Your tasks >>
A. What population does the article on Turkey's local elections give for Istanbul?
B. Translate this sentence from the article on Turkey's local elections into Spanish: "Local elections seldom attract international headlines."

Article >>

***

On Sunday, March 31st, Turkish voters will head to the polls to elect mayors, district mayors, and local officials (mukhtars) in cities, villages, and neighborhoods across the country. Local elections seldom attract international headlines. However, the upcoming local elections, particularly the mayoral race in Istanbul, deserve and receive significant attention internationally, as well. The outcome is likely to have profound implications for the future configuration of political parties, shaping the country’s political trajectory under the presidential system.
Istanbul as a major battleground
Istanbul is once again the major battleground of the local elections in March. The metropolis is not only Turkey’s commercial and economic hub but also the country’s cultural and intellectual heart. Winning Istanbul is considered tantamount to winning Turkey because Istanbul, with its population of 16 million and its culturally diverse demography, serves as a microcosm of the country. Control over Istanbul’s budget, its almost limitless pool of rent generation and its vast array of investment opportunities undoubtedly make it an irresistibly lucrative target for all politicians Holding its mayoralty allows the party in the administration to finance numerous groups within the city and beyond through foundations and similar organizations, extending its influence to Anatolia.

***

Data section >>
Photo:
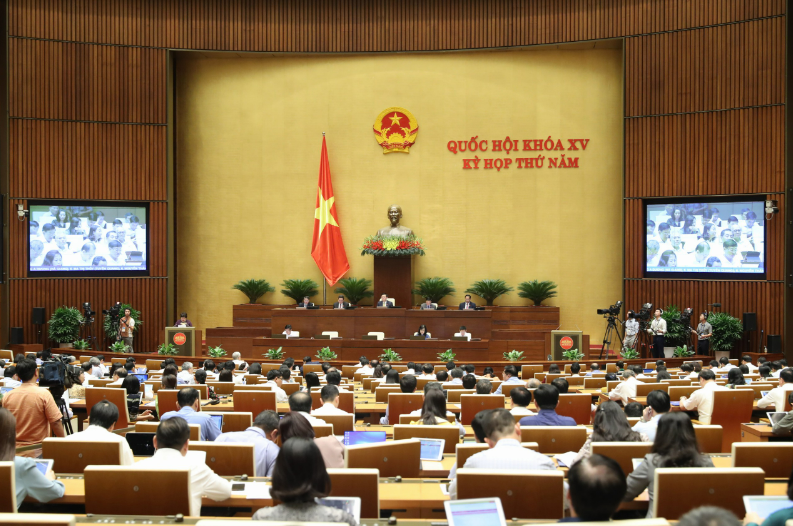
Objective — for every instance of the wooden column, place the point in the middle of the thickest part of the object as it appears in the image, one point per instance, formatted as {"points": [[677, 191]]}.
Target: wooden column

***

Task answers >>
A. 16 million

B. Las elecciones locales rara vez atraen titulares internacionales.